* EXTRAIT DU DOCUMENT *

-*-*-

Haaretz, 2
septembre 2005
www.haaretz.co.il/hasite/pages/ShArtPE.jhtml?itemNo=619020
Version
anglaise : www.haaretz.com/hasen/spages/620106.html
Pendant
un instant, Zouhour Atrash s’est identifiée aux colons évacués
mais tout de suite elle s’est rappelé sa maison détruite à
trois reprises, son mari frappé et resté invalide, sa fille
emprisonnée, son fils qui a arrêté d’étudier, et leur « caravilla »[i]
- une seule pièce pour 12 personnes.
Une
maison avec deux toits de tuiles rouges et deux entrées, une
pelouse verdoyante à l’avant, une rangée d’arbres en fleurs,
un ciel bleu et un nuage de fumée s’élevant de la cheminée.
C’est ainsi qu’il y a quelques semaines, la jeune Ashwaq Atrash
a dessiné la maison de ses rêves sur un mur de leur « caravilla »
à eux. Sa famille a elle aussi été « évacuée » de
sa maison et elle aussi sur ordre administratif, mais leur maison se
trouvait sur une terre privée qui appartient à la famille depuis
des générations. La caravilla de remplacement a elle aussi été
construite avec des deniers publics, tout comme chez nous, mais
simplement sans l’intervention du « service d’Aide aux Résidents
de Gaza et du Nord de la Samarie » [mis sur pied dans le
cadre de l’évacuation des colons - NT] : quelques
voisins ont apporté leur contribution de briques et de ciment, puis
Yossef Atrash – invalide depuis qu’il a été blessé par les
coups des soldats lors d’une des « évacuations » de
sa maison et que des vertèbres cervicales ont été fêlées –
l’a construite de ses mains.
La
« caravilla » : une maison inachevée, d’une pièce,
avec son entrée, un toit qui perce et des toilettes. C’est dans
cette pièce que chaque nuit, se rassemble toute la famille Atrash,
12 âmes, sans compter les petits-enfants – les enfants de Manal
emprisonnée – qui passent eux aussi à l’occasion leurs nuits
ici. En été, plusieurs d’entre eux dorment à la belle étoile
pour alléger l’insupportable surpeuplement ; en journée,
cette chambre à coucher et chambre d’enfants sert aussi de
cuisine. Dimanche passé, une des filles était là occupée à
faire la vaisselle : dans une cuvette métallique posée par
terre, entre les matelas, elle versait un peu de savon et un peu
d’eau et enlevait les restes du repas de la veille.
Le
réchaud à gaz est placé dans un coin, sur une table branlante.
Les hôtes sont reçus dans le vestibule qui sert aussi de salle de
bain : au dessus du lavabo fixé au mur du vestibule, sont
suspendues les brosses à dents de la famille Atrash. La vitre de la
fenêtre a été brisée par des pierres lancées par des soldats,
apparemment pour le plaisir, il y a quelques semaines. C’est ici
que les membres de la famille Atrash passent un bon moment. Et ce
bon moment, ils le vivent ainsi depuis qu’Israël a détruit par
trois fois leur maison.

-*-*-

* PROBLÈMES *
A) Réécrivez le passage de l'extrait en commençant par « à eux. Sa famille » et en poursuivant jusqu'à « de ses mains. », en remplaçant « briques » par « parpaings ».
B) Expliquez, d'après l'extrait, pourquoi plusieurs membres de la famille Atrash dorment à la belle étoile en été.

* DONNÉES EXTRAITES *

-*-*-

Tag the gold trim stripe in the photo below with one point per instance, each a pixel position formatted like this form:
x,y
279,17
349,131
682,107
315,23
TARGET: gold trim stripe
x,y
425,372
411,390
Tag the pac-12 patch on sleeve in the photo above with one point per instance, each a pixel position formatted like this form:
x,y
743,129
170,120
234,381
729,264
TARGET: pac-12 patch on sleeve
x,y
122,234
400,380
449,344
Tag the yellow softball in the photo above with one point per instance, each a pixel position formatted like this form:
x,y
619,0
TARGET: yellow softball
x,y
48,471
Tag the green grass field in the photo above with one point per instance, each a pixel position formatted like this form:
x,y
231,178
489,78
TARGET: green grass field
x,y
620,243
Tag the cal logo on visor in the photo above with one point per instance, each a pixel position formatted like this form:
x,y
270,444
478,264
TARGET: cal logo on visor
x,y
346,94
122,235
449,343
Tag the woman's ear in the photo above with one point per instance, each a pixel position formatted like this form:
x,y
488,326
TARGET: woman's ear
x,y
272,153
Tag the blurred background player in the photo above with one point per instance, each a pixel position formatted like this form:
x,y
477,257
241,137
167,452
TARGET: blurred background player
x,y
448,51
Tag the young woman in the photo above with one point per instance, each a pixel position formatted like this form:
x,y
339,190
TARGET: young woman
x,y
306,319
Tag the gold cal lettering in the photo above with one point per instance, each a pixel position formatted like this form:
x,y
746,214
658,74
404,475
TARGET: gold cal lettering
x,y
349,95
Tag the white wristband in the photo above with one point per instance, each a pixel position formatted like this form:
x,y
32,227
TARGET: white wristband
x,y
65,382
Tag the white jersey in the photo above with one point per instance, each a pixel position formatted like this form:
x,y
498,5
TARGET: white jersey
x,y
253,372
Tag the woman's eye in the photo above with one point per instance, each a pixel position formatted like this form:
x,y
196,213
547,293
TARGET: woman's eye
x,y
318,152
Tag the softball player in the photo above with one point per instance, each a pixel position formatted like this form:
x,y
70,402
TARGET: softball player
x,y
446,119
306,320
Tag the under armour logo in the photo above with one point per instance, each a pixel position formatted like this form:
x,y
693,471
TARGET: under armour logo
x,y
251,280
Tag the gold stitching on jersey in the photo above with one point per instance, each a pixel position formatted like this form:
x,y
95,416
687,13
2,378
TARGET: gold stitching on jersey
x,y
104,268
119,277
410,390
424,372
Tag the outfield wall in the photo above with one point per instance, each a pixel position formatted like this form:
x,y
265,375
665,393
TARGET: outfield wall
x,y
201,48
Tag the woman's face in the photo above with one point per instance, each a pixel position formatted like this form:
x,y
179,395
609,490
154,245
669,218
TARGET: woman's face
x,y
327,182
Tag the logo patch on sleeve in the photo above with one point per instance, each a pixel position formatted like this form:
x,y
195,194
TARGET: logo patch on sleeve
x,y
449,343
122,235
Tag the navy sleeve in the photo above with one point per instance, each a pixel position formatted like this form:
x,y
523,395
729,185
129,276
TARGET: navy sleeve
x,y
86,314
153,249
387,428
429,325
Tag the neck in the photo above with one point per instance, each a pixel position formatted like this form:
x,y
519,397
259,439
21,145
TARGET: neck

-*-*-

* PROBLÈMES RÉSOLUS *
A)
à eux. Sa famille a elle aussi été « évacuée » de
sa maison et elle aussi sur ordre administratif, mais leur maison se
trouvait sur une terre privée qui appartient à la famille depuis
des générations. La caravilla de remplacement a elle aussi été
construite avec des deniers publics, tout comme chez nous, mais
simplement sans l’intervention du « service d’Aide aux Résidents
de Gaza et du Nord de la Samarie » [mis sur pied dans le
cadre de l’évacuation des colons - NT] : quelques
voisins ont apporté leur contribution de parpaings et de ciment, puis
Yossef Atrash – invalide depuis qu’il a été blessé par les
coups des soldats lors d’une des « évacuations » de
sa maison et que des vertèbres cervicales ont été fêlées –
l’a construite de ses mains.

B) Ils dorment dehors pour alléger l'insupportable surpeuplement de la « caravilla ». C'est une seule pièce où se rassemblent chaque nuit les 12 membres de la famille.